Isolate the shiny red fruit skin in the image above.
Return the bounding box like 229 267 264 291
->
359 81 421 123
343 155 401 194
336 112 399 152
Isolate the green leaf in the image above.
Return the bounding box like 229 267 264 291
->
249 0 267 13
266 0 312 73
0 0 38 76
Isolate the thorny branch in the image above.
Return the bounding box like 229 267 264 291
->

▶ [To be done]: Could you print every line of the material above again, unchanged and in the same order?

▶ [Written response]:
Isolate the shiny red fruit skin in the image above.
Return the bounding box like 229 267 264 291
->
359 81 421 123
343 155 401 194
336 112 399 152
Isolate the green leaf in the image above.
Return the bounding box like 229 267 264 291
->
249 0 267 13
266 0 312 73
0 0 38 76
Isolate the thorny branch in the image above.
Return the bounding box like 229 267 264 291
->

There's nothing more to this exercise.